_WHAT IS NEEDED_
Starting at the first line of the entries below, output every line exactly, up to and including the line with "positive clicks: (37, 314)".

_SOURCE DATA_
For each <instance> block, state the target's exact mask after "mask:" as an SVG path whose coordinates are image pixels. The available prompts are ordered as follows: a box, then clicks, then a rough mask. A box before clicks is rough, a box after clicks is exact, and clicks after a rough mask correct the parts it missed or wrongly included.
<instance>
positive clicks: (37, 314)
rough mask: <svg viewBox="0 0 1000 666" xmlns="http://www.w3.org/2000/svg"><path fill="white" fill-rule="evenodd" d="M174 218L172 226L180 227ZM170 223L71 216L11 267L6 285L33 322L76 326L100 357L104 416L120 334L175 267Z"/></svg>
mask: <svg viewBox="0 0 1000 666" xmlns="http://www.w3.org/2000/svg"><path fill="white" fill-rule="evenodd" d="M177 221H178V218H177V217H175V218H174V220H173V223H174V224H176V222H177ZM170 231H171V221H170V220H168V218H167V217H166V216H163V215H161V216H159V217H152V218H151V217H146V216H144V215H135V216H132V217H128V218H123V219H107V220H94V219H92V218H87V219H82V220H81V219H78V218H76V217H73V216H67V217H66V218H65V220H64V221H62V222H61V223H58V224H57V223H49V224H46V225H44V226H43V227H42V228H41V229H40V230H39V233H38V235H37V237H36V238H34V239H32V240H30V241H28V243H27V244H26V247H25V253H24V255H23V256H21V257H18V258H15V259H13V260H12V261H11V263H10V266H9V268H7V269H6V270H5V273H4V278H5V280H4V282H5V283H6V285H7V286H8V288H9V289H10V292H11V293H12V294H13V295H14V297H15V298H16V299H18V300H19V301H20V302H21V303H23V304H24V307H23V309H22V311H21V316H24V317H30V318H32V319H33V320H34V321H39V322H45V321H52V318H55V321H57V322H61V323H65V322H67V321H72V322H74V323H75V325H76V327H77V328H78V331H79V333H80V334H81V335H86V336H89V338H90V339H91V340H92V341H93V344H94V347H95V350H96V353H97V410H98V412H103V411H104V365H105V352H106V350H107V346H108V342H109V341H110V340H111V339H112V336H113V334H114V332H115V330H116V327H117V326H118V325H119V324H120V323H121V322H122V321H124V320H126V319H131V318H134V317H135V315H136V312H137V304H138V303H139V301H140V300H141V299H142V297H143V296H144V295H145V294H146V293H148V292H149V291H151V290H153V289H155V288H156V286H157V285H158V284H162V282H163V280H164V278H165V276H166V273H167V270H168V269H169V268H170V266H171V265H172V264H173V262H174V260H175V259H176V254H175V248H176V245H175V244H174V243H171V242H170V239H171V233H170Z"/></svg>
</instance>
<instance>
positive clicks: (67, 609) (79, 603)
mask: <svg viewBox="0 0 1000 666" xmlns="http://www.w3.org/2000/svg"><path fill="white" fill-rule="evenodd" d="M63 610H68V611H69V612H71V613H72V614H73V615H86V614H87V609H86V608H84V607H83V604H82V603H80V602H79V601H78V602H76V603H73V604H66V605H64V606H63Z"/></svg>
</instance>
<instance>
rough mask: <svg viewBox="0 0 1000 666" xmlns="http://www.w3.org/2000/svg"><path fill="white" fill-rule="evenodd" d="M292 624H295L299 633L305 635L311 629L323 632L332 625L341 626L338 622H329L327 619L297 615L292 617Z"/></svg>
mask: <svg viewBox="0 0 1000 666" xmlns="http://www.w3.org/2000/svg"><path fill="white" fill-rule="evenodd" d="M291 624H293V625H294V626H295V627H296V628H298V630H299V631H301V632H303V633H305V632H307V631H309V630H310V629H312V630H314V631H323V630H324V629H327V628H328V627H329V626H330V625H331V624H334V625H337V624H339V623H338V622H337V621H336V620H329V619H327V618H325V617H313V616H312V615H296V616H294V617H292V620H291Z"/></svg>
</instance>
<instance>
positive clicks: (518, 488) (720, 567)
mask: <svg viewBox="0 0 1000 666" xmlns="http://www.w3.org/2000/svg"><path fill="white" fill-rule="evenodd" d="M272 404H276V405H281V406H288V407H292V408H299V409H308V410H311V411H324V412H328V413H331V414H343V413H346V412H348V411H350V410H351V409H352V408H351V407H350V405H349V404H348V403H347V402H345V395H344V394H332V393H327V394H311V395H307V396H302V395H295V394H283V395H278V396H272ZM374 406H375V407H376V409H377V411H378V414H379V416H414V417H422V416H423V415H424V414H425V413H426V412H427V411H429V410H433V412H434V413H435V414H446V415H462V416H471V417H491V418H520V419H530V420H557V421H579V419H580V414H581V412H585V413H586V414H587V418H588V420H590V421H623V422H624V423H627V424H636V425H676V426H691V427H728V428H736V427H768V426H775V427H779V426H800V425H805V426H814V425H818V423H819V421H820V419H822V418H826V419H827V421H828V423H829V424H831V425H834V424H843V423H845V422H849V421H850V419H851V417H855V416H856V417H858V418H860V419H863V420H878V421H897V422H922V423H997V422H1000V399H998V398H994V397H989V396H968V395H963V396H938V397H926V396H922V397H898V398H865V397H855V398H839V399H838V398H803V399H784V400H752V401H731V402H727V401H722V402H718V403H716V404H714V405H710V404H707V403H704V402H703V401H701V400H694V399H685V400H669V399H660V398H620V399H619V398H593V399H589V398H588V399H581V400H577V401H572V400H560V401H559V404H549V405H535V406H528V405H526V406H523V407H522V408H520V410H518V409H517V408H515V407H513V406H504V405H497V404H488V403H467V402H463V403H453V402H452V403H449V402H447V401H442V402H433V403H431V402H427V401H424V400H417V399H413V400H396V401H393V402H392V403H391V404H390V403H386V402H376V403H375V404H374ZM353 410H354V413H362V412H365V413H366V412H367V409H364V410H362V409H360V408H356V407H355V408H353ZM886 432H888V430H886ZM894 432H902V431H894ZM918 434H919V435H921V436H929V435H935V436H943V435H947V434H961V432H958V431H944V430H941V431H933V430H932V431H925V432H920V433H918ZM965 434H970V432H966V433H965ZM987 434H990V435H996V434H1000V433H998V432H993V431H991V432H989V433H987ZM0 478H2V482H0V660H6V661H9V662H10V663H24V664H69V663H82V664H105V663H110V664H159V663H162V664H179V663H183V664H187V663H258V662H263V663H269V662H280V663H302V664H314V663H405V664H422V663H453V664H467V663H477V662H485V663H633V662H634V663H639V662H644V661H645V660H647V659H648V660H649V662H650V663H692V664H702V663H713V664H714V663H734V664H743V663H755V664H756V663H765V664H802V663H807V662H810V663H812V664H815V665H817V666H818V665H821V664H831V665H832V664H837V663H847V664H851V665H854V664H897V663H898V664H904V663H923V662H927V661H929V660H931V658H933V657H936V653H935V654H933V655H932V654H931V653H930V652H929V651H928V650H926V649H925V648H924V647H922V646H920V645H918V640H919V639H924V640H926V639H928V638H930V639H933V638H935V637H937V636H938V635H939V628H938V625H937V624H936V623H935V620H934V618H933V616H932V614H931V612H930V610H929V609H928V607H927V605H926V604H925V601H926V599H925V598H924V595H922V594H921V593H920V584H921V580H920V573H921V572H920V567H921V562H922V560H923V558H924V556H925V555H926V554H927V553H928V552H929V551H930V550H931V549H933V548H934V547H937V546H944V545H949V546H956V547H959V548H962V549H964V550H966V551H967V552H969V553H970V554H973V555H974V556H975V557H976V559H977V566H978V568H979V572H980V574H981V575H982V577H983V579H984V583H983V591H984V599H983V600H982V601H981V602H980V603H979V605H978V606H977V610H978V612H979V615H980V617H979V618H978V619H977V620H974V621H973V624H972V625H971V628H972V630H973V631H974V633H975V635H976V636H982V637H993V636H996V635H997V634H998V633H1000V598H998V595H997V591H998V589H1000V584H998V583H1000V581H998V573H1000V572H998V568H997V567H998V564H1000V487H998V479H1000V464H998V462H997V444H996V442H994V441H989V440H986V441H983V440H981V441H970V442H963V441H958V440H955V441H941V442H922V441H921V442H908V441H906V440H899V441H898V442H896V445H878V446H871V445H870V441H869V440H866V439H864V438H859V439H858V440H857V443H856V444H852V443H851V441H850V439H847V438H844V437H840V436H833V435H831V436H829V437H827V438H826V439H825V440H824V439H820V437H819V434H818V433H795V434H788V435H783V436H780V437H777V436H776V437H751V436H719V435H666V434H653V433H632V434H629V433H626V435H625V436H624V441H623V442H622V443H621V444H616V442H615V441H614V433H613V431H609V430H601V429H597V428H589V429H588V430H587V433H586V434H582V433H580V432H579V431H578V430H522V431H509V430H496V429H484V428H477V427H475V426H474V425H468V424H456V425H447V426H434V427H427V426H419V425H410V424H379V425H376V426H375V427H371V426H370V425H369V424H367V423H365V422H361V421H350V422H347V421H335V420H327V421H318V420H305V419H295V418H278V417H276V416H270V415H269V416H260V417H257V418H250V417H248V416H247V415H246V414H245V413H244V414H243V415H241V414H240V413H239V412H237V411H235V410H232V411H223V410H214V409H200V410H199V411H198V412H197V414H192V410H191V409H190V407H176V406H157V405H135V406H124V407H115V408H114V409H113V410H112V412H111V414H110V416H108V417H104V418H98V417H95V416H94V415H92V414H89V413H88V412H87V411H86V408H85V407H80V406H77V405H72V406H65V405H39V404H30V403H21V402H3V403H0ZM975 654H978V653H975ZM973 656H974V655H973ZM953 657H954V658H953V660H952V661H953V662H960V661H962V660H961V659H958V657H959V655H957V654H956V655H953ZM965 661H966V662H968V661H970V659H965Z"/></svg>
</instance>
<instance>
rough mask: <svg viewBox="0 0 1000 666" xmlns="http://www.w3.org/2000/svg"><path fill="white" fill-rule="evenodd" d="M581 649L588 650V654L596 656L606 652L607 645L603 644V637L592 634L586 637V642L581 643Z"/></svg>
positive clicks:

_EXPECTED OUTPUT_
For each <instance> block, state the target's exact mask after "mask:" as an SVG path whose coordinates are image pixels. The available prompts are ordered as follows: a box, then clicks, then a rough mask. A box before clicks is rough, a box after clicks is exact, and clicks after a rough mask correct the parts it missed or wrongly included.
<instance>
positive clicks: (37, 314)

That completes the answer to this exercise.